Start of Block
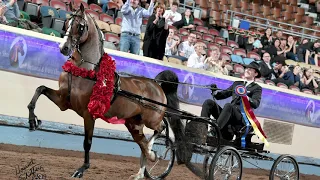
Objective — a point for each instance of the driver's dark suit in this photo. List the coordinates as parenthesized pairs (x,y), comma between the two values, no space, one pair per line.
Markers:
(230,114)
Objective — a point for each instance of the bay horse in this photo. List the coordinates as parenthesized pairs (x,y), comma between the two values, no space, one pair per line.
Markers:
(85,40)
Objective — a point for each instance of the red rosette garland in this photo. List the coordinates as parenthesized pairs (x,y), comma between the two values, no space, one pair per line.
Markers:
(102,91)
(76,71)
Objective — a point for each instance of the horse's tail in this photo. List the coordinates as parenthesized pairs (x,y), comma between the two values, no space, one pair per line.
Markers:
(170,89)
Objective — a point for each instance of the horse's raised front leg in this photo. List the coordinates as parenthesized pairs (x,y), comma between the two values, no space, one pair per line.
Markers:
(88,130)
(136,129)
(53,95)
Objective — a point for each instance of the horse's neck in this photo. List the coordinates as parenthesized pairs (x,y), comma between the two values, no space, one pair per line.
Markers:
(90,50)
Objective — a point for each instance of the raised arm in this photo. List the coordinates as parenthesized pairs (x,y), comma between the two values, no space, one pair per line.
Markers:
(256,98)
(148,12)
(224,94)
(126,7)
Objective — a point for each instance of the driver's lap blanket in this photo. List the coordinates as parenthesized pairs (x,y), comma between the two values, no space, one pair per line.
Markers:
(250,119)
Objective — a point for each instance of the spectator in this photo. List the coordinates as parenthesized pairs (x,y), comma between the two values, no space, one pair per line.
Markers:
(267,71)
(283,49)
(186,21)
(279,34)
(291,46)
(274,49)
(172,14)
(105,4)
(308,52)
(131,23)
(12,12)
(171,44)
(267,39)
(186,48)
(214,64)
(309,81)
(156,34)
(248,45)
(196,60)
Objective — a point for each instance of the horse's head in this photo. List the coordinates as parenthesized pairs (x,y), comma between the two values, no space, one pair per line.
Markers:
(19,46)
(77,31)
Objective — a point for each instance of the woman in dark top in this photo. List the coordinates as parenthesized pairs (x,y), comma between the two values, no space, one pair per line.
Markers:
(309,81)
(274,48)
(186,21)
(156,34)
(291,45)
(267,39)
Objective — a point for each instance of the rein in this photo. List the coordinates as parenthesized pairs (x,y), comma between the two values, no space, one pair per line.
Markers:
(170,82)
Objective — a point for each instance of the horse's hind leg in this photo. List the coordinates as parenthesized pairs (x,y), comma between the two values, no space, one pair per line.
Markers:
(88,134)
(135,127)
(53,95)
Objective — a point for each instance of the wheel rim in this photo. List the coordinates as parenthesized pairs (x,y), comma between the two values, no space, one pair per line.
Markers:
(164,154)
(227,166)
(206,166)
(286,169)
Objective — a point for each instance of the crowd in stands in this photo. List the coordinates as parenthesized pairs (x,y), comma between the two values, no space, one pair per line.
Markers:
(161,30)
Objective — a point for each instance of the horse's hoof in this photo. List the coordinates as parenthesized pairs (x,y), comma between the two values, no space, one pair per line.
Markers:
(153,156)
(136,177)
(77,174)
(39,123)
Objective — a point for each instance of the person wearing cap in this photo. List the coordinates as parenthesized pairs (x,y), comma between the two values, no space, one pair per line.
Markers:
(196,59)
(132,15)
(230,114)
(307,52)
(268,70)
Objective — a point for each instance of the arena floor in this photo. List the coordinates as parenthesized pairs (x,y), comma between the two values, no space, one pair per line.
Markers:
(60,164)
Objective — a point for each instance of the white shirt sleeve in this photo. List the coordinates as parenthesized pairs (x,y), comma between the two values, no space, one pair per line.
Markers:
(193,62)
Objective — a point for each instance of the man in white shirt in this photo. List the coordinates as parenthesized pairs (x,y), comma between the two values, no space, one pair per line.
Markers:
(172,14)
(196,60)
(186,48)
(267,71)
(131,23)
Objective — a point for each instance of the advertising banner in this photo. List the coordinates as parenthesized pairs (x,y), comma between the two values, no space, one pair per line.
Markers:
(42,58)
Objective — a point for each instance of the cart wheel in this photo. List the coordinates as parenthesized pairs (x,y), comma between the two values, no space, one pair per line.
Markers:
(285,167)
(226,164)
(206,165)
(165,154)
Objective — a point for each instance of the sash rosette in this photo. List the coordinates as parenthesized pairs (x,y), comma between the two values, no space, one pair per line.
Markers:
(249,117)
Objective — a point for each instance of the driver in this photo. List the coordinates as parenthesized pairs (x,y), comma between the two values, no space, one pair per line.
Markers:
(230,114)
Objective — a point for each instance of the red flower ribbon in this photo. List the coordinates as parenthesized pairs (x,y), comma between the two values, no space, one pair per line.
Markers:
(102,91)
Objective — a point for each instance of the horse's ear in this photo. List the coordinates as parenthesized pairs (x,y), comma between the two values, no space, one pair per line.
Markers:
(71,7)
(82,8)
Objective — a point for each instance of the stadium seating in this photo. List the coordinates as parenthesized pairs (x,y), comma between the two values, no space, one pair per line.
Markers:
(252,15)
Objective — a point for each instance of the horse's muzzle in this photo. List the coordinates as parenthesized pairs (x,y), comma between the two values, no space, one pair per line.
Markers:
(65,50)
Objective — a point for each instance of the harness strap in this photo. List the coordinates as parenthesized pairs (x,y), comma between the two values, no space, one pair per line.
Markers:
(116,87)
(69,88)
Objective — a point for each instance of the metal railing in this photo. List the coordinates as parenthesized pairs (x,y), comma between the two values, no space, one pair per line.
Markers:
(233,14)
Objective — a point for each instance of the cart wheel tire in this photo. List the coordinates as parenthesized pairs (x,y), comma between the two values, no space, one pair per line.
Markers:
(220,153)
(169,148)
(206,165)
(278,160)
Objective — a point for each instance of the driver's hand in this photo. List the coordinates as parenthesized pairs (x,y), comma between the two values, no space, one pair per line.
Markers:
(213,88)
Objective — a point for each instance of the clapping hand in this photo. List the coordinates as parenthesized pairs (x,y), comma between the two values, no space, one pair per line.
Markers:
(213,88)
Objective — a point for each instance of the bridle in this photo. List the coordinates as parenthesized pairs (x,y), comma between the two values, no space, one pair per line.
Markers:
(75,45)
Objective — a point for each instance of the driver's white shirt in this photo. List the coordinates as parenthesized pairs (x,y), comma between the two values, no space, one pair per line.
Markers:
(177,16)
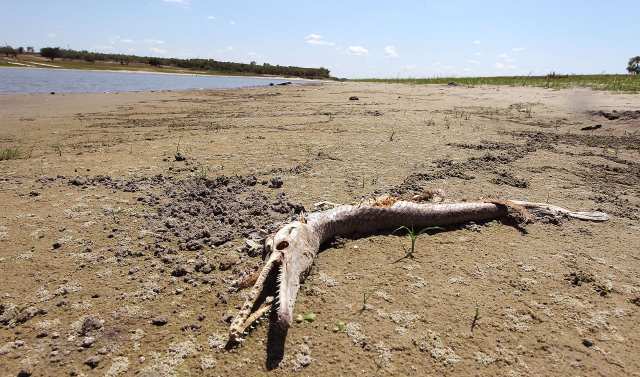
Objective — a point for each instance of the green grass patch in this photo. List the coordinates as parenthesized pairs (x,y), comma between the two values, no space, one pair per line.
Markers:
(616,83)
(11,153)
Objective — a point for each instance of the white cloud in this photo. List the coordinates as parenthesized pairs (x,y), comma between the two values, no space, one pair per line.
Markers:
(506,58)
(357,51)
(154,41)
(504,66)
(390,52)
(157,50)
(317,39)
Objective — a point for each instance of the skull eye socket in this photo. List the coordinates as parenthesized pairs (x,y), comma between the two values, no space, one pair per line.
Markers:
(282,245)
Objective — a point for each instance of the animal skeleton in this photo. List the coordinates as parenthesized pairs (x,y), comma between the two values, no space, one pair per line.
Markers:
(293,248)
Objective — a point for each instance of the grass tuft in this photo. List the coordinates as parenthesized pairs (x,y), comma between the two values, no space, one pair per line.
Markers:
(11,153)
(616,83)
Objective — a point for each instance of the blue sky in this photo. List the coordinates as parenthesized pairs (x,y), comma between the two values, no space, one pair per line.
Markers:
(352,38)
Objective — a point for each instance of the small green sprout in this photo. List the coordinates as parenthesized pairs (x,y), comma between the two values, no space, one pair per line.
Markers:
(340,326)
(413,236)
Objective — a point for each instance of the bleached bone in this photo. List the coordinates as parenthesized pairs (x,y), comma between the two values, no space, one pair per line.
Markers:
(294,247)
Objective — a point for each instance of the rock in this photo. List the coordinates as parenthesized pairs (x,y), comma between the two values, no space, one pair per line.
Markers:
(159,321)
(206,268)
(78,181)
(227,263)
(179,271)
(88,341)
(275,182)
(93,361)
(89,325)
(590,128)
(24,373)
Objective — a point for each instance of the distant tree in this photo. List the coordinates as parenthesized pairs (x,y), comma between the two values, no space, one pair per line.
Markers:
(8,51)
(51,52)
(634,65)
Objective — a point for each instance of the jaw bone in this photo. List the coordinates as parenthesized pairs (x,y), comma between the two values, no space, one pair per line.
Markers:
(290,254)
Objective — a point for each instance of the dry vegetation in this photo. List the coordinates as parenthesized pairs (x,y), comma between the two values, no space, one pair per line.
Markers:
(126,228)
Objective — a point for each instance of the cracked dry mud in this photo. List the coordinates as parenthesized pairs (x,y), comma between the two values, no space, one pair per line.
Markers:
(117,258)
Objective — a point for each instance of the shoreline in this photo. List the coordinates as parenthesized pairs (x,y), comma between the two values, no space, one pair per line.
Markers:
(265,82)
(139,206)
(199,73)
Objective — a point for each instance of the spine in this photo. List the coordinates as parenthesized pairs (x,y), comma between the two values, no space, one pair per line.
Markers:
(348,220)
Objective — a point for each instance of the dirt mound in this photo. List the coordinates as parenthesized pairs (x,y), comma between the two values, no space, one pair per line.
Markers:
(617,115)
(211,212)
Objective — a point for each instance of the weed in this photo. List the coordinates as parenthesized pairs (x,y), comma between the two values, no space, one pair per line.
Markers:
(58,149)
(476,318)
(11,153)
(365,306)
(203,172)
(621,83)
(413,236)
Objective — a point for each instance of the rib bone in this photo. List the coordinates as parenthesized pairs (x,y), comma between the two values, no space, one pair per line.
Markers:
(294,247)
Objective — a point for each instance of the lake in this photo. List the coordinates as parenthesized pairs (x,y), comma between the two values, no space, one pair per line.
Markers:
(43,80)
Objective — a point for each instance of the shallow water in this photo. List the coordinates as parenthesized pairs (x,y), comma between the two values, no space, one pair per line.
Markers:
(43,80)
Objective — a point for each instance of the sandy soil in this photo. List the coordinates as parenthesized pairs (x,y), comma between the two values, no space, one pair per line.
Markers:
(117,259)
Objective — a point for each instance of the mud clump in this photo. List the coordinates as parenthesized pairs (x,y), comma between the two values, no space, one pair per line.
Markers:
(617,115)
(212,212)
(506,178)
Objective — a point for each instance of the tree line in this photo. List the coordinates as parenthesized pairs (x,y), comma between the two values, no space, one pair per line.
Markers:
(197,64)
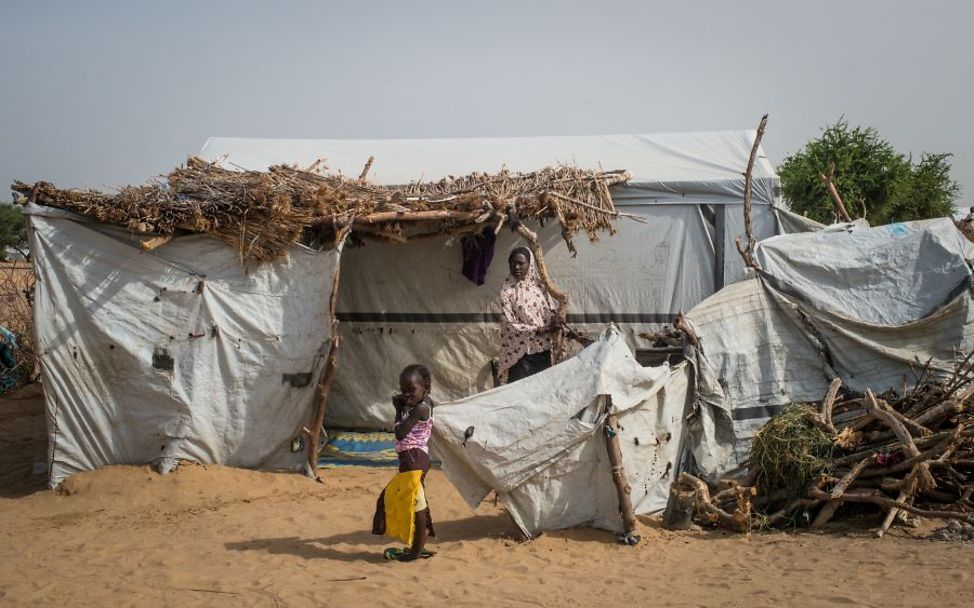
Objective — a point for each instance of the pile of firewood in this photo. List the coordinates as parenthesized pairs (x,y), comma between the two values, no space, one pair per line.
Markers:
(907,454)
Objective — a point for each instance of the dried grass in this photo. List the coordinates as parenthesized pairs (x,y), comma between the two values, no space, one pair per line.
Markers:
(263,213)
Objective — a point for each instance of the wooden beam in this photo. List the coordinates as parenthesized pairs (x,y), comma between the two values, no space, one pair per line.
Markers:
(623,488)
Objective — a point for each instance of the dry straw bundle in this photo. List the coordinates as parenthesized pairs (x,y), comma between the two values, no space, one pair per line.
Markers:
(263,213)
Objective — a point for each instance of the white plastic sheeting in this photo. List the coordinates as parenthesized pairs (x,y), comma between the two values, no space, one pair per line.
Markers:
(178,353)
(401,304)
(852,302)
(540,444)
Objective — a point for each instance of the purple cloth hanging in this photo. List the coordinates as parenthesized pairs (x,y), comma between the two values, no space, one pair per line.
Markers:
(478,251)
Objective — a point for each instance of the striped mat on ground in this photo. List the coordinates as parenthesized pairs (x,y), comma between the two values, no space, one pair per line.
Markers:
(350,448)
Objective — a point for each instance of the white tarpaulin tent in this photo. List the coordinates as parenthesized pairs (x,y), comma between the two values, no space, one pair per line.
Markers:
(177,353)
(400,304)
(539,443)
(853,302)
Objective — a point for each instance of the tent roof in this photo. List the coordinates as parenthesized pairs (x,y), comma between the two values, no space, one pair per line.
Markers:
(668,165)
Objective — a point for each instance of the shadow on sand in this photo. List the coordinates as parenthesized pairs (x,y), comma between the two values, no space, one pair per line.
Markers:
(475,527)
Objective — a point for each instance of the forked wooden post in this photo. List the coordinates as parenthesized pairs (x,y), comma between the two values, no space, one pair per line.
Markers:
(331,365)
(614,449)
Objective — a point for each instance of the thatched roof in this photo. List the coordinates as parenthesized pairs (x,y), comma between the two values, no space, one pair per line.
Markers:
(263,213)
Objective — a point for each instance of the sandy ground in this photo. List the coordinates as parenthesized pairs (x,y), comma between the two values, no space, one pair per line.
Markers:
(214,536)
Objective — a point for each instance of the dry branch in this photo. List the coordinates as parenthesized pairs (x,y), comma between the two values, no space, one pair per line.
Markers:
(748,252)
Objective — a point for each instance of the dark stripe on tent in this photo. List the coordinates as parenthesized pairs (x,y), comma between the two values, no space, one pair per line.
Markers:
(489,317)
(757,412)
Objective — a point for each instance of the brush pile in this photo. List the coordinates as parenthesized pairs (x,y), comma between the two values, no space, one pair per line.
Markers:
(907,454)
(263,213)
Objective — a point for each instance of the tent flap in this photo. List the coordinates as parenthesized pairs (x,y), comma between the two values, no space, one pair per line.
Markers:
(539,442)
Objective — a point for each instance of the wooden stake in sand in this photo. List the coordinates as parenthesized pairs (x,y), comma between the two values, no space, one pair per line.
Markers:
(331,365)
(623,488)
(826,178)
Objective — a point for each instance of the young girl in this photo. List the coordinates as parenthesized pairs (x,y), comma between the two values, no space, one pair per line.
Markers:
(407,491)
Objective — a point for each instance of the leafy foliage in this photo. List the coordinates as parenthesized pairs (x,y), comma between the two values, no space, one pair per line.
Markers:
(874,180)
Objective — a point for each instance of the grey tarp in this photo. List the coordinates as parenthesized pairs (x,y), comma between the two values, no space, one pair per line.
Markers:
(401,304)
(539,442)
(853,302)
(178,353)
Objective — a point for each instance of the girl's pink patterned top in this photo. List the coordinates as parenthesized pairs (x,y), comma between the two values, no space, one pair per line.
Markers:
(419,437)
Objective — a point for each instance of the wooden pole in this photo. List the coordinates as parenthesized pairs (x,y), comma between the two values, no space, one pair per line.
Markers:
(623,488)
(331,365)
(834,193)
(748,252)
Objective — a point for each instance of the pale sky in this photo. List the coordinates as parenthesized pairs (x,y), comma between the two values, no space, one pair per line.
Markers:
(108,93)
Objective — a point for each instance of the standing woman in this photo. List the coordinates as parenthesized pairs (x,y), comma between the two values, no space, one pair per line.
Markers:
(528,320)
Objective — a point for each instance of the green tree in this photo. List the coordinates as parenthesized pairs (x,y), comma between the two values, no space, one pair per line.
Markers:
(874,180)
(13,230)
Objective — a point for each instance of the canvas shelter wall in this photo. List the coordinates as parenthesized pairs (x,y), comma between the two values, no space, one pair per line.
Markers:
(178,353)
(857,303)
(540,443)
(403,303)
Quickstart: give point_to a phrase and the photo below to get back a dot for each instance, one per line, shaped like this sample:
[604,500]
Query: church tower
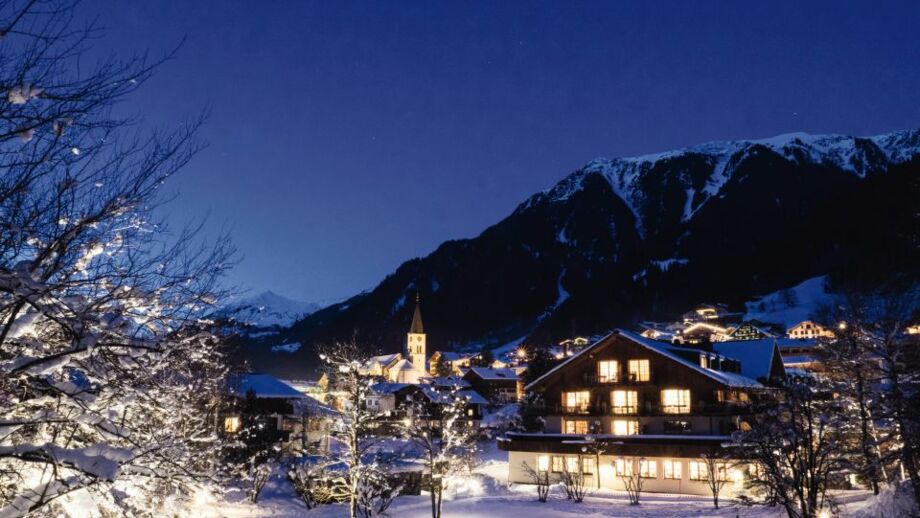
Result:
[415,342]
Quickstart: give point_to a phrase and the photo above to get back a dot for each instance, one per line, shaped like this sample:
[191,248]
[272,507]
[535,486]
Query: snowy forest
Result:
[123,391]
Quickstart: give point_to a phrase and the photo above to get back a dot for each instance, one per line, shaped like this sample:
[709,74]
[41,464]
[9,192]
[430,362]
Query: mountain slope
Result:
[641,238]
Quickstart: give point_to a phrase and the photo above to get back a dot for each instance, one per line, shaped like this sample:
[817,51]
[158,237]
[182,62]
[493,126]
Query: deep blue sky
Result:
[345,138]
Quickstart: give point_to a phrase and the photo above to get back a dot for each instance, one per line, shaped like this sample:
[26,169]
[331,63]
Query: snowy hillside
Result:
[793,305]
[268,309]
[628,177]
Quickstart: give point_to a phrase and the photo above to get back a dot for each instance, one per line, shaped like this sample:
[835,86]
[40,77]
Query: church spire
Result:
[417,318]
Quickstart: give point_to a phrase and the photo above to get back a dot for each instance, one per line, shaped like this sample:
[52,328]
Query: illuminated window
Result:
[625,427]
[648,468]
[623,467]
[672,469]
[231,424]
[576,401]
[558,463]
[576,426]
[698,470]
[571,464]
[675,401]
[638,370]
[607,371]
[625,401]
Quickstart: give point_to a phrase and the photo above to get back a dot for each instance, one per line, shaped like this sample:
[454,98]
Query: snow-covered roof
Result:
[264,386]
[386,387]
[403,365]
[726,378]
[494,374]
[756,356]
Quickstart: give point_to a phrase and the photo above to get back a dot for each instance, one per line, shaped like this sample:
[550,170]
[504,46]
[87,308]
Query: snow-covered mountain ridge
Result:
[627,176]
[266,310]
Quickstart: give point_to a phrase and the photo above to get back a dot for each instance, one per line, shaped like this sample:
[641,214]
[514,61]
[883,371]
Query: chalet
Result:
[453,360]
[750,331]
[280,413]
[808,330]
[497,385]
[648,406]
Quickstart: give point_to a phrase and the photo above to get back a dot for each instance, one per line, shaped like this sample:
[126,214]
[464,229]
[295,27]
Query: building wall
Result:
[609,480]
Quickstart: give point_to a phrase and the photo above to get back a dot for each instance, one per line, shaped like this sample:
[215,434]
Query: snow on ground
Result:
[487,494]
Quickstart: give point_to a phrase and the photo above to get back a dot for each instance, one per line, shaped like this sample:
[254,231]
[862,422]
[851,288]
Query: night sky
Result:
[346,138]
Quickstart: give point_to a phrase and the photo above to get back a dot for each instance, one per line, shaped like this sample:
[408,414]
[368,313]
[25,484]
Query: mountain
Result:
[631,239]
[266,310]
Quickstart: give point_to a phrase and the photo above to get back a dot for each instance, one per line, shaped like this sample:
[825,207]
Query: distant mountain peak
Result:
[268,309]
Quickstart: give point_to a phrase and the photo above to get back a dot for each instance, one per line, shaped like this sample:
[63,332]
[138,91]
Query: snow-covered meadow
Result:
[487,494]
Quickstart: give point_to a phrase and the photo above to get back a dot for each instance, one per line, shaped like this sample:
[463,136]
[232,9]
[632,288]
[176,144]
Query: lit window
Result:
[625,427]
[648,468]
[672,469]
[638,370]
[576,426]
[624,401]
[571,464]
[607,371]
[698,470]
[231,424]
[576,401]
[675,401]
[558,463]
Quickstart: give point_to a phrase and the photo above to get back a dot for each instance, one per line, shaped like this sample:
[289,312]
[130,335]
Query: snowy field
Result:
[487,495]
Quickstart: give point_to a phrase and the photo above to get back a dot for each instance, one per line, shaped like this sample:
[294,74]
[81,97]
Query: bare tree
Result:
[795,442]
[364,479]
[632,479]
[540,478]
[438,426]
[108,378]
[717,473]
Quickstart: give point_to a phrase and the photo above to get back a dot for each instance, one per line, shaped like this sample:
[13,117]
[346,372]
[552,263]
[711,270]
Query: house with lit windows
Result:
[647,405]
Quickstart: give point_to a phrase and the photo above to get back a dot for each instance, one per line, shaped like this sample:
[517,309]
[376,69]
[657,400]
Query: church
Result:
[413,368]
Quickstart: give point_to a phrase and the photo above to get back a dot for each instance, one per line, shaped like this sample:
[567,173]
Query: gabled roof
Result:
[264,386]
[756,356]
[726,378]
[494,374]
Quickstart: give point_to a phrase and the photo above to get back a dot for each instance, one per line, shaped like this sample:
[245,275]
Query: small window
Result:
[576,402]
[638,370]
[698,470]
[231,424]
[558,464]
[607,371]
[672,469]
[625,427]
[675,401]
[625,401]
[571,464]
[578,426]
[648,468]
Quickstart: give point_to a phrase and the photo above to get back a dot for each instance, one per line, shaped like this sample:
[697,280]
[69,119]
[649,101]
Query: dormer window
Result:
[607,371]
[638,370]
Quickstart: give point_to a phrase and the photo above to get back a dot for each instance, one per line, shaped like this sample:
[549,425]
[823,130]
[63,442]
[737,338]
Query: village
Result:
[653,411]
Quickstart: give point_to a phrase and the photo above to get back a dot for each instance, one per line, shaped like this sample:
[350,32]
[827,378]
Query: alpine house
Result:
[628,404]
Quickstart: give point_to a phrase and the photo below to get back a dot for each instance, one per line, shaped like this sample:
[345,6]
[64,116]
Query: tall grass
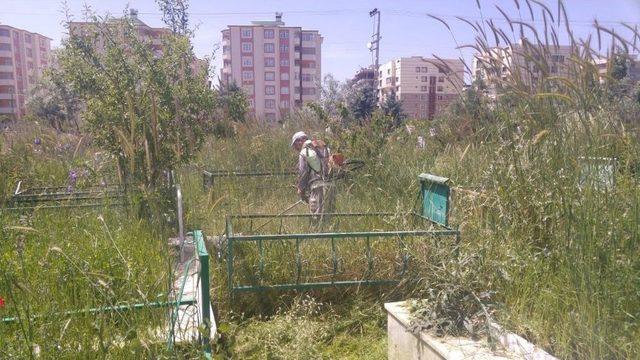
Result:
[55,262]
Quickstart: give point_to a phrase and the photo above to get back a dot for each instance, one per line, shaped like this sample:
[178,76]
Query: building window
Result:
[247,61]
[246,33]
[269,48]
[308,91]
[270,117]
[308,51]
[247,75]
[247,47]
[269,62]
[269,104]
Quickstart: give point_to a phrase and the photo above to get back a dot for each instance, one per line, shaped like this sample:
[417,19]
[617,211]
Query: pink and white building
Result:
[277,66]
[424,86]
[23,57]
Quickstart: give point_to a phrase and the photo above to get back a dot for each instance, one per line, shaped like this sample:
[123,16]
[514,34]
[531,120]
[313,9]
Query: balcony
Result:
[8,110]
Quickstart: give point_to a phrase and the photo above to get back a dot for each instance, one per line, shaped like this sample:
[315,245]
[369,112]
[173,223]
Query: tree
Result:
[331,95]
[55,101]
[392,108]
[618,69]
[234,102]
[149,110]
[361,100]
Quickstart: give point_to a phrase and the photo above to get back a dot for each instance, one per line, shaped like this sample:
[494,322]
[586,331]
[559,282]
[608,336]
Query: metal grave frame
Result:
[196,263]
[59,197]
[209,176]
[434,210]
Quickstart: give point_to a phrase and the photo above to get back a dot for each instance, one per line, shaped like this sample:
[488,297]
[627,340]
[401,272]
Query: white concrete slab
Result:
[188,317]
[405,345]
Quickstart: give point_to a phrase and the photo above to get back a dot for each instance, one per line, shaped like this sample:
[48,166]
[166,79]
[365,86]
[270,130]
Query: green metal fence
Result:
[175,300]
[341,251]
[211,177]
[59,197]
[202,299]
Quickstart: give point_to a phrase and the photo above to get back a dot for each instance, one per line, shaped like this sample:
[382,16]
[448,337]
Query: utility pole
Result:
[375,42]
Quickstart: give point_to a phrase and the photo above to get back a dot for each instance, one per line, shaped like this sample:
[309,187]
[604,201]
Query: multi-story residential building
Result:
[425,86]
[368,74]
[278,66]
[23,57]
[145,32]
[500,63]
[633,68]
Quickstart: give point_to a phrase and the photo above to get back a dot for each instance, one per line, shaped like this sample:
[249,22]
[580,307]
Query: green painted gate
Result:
End of Block
WHAT YOU NEED TO DO: The lines that contain the word "distant" are wanted; copy each of them from the records.

TASK SOLUTION:
Objective — a point for each instance of the distant tree in this photo. List the coordinates as parenthesized pairs (x,y), comma between the two values, no space, one pair per line.
Query: distant mountain peak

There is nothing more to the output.